[Opening Supplied records section]
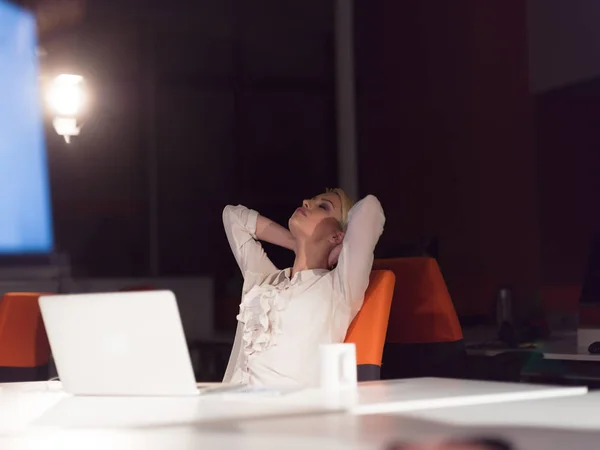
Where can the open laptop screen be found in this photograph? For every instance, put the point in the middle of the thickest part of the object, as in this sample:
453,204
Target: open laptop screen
25,212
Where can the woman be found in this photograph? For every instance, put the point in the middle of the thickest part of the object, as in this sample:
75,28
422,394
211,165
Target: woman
286,314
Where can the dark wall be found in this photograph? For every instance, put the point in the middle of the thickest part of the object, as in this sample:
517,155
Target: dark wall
446,138
568,139
236,101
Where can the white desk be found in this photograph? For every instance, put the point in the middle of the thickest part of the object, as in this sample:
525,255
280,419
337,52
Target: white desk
378,431
574,413
43,405
335,431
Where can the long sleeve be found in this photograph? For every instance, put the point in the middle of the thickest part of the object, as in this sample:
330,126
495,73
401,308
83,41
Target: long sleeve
351,276
240,226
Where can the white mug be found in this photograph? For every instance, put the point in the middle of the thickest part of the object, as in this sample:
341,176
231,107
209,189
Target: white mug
337,366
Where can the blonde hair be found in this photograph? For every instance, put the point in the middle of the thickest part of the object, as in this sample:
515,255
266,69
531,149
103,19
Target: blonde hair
346,203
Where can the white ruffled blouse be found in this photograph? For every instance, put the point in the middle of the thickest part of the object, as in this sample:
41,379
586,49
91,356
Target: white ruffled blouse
283,320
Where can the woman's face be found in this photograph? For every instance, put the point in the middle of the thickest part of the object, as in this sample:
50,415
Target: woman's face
318,218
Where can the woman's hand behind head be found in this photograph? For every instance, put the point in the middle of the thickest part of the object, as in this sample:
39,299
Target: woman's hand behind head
334,255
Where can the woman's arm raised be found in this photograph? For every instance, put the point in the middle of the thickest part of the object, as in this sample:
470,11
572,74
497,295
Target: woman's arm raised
241,225
365,225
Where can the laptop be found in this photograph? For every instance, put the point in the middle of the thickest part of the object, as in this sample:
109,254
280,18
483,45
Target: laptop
129,343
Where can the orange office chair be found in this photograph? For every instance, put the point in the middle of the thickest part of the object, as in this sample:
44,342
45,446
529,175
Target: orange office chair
424,335
368,329
24,347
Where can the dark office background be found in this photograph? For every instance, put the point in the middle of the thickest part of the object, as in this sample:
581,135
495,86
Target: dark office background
476,128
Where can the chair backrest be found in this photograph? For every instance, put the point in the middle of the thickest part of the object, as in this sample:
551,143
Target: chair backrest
422,310
368,329
23,339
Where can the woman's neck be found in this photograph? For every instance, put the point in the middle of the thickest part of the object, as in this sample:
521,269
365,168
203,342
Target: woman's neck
310,257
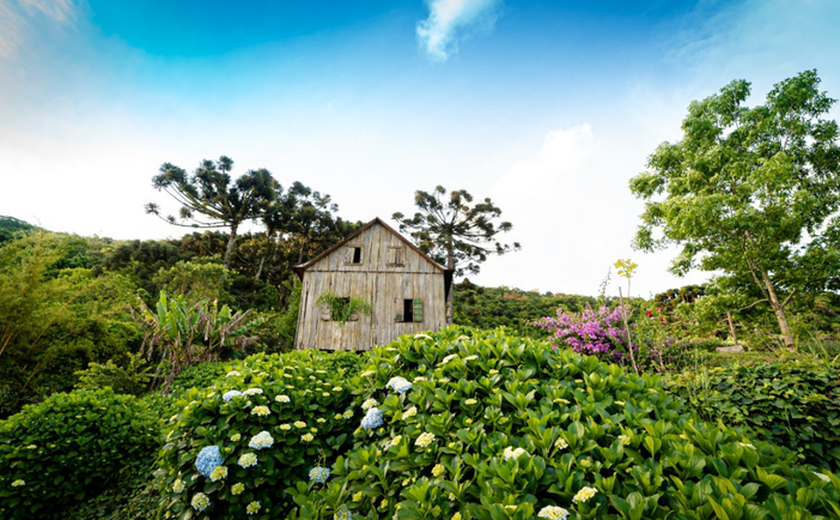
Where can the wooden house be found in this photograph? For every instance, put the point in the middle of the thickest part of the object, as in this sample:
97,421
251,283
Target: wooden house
407,291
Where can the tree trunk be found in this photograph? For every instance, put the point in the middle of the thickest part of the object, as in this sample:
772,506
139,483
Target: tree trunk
231,241
731,327
779,310
450,298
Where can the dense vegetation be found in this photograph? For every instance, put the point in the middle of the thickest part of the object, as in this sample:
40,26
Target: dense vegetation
155,378
459,424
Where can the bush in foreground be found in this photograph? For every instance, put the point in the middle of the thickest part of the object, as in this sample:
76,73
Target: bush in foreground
259,429
794,404
479,425
67,448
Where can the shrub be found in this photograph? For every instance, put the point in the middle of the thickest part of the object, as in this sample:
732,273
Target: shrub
794,404
65,449
479,425
257,431
132,378
603,333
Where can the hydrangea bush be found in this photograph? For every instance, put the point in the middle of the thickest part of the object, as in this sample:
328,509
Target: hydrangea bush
68,447
500,428
269,422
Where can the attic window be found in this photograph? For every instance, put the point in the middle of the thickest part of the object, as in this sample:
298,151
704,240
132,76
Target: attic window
396,256
353,255
412,311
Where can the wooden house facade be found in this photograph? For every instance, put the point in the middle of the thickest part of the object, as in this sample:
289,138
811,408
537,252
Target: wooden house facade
406,289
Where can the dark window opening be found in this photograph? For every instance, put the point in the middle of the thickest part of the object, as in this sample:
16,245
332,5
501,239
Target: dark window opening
395,256
412,311
408,311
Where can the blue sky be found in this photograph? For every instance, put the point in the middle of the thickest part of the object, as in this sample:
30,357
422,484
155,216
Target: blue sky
547,107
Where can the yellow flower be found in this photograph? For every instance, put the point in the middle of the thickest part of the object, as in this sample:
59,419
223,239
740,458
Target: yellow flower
218,473
260,411
584,494
425,439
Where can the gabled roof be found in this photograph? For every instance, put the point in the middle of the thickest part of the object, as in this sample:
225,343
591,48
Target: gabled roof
299,269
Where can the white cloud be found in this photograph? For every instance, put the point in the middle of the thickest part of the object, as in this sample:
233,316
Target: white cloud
574,216
16,16
450,20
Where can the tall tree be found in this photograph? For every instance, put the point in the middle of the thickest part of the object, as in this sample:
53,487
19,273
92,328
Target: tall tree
455,232
302,223
752,193
209,192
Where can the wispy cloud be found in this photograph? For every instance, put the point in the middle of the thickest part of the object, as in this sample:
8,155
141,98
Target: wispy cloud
451,20
17,15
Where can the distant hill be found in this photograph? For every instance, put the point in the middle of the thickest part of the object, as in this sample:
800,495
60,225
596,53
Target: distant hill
10,226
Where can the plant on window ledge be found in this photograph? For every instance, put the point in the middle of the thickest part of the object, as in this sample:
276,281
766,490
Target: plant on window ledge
343,309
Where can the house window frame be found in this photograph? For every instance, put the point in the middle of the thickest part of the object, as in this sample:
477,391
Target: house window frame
395,256
353,255
410,310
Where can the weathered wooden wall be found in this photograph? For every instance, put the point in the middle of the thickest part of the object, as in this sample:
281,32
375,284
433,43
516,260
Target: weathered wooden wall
382,284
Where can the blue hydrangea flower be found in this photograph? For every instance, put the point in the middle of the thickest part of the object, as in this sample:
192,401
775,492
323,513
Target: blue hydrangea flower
373,419
342,513
227,396
319,474
399,384
208,458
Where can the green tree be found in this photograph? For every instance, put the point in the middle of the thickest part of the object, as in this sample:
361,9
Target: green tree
752,193
53,319
180,334
209,192
456,233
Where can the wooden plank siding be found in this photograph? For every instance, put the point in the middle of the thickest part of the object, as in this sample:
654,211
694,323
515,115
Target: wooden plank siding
390,271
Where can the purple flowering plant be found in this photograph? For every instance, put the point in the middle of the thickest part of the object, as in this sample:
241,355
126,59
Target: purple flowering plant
601,332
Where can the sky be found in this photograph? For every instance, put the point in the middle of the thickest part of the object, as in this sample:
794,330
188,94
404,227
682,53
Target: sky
548,107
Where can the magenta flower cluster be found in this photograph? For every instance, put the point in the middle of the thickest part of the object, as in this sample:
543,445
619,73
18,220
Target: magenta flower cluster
595,332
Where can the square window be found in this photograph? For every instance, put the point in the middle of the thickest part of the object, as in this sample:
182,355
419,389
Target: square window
395,256
353,255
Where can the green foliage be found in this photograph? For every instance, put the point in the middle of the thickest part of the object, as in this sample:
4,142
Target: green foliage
208,192
343,309
196,281
11,228
496,427
514,309
454,231
794,404
55,320
752,193
298,398
180,334
65,449
132,378
130,498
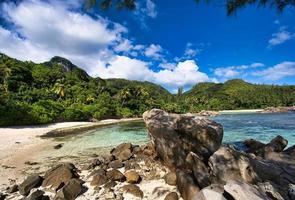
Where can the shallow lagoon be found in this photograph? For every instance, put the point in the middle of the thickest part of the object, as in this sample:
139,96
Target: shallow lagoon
237,128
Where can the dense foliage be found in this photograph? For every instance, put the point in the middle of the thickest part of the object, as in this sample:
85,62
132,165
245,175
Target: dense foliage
60,91
237,94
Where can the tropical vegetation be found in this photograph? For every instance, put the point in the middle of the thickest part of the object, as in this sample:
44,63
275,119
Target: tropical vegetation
58,90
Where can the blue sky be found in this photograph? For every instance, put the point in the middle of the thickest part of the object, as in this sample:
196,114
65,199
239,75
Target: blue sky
172,43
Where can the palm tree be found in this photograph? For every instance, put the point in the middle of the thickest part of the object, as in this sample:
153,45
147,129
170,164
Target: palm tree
231,5
5,73
124,95
59,88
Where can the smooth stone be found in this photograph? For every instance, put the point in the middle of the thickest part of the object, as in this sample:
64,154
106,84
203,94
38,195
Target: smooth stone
29,183
59,175
186,185
171,178
199,169
174,136
132,176
116,164
115,175
171,196
133,189
243,191
98,180
70,191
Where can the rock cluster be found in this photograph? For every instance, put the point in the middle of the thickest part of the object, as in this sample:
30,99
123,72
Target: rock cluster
111,176
207,170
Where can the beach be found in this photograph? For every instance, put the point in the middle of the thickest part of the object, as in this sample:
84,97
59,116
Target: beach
21,144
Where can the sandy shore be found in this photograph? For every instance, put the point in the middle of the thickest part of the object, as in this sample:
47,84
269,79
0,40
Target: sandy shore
23,143
240,111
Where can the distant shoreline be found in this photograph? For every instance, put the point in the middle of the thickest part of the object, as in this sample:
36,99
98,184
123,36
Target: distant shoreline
241,111
19,144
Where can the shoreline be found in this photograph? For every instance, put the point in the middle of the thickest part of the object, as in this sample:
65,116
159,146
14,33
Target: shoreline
20,144
242,111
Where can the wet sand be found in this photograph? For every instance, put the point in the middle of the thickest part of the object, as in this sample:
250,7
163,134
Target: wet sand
20,144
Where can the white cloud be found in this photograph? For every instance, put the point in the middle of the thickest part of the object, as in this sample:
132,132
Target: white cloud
280,37
226,72
184,73
145,11
154,51
151,9
235,71
279,71
42,30
190,51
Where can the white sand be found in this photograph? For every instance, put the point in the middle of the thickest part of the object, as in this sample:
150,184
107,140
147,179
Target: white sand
240,111
22,143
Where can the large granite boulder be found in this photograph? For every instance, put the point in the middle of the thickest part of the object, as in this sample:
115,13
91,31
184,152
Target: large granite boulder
199,169
133,189
29,183
70,191
229,164
277,145
174,136
59,175
123,151
186,185
243,191
212,192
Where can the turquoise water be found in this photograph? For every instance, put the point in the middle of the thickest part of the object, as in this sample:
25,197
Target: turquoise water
237,128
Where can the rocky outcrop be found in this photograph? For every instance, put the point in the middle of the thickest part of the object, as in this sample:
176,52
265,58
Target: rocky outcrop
199,169
174,136
29,183
171,196
59,175
243,191
171,178
132,177
133,189
229,164
70,191
186,185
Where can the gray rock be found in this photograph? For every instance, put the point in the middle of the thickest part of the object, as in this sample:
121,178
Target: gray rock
171,196
132,176
115,175
123,151
59,175
29,183
171,178
277,144
199,169
229,164
133,189
37,195
272,192
98,180
186,185
174,136
212,192
116,164
243,191
12,189
70,191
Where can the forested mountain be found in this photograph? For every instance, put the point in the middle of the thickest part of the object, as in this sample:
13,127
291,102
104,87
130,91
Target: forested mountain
60,91
238,94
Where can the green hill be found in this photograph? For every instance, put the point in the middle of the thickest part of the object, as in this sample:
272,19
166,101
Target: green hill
58,90
238,94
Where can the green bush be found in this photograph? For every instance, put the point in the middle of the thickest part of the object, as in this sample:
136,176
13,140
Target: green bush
73,113
46,111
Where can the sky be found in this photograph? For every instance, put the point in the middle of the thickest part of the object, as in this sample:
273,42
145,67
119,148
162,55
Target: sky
172,43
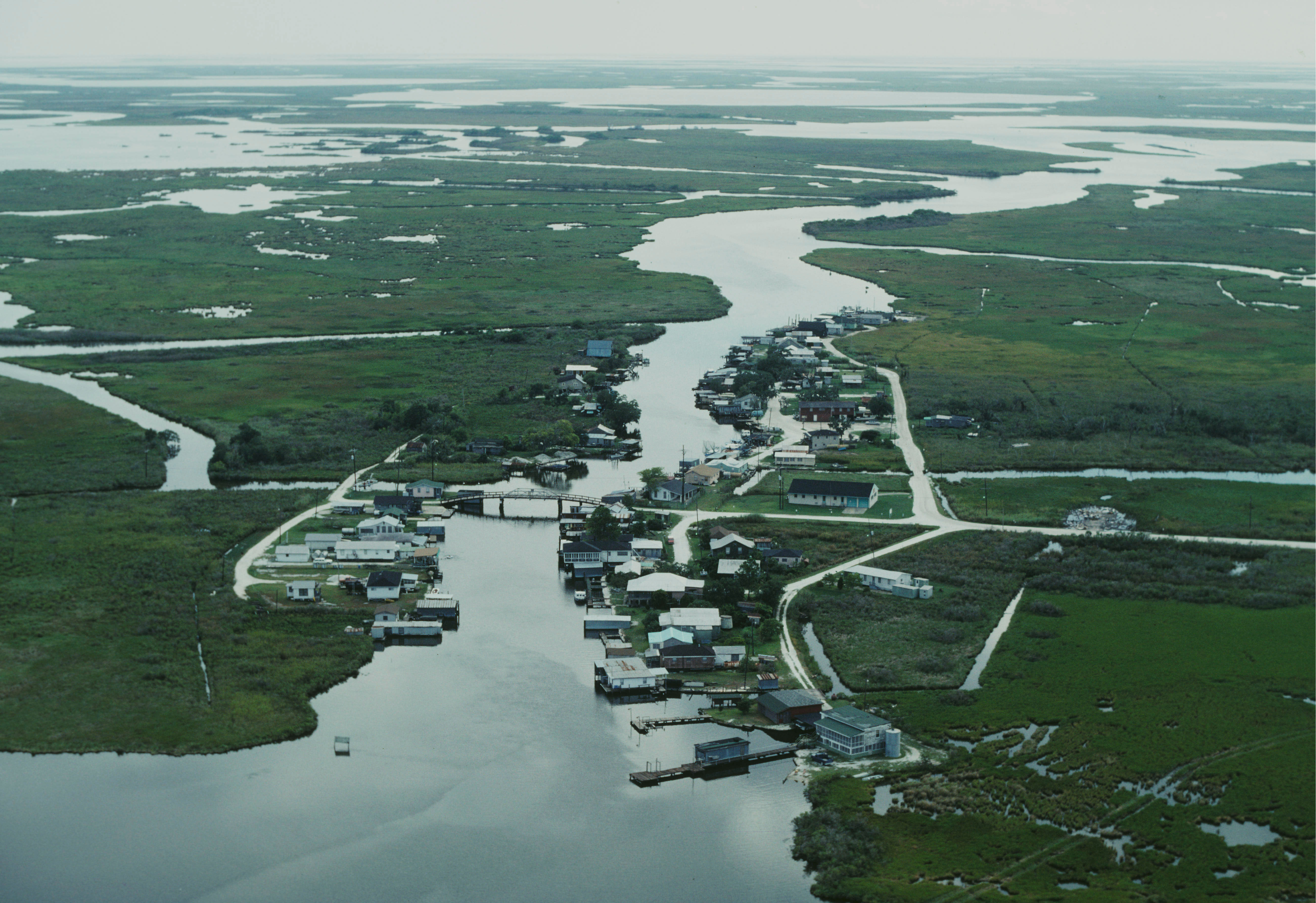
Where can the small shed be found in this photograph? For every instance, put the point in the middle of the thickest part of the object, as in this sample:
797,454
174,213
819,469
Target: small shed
303,590
298,555
719,751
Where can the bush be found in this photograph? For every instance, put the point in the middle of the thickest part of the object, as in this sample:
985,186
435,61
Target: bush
947,635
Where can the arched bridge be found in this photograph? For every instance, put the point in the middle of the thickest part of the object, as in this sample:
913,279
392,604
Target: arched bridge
[Closing Supplied records section]
Each line above that carries the string "bridge" has to be returned.

Where can the arched bridge be found in this photograph? For every instance, put the point in the middle of the thickest part of the object, as in this sample:
Target: arched bridge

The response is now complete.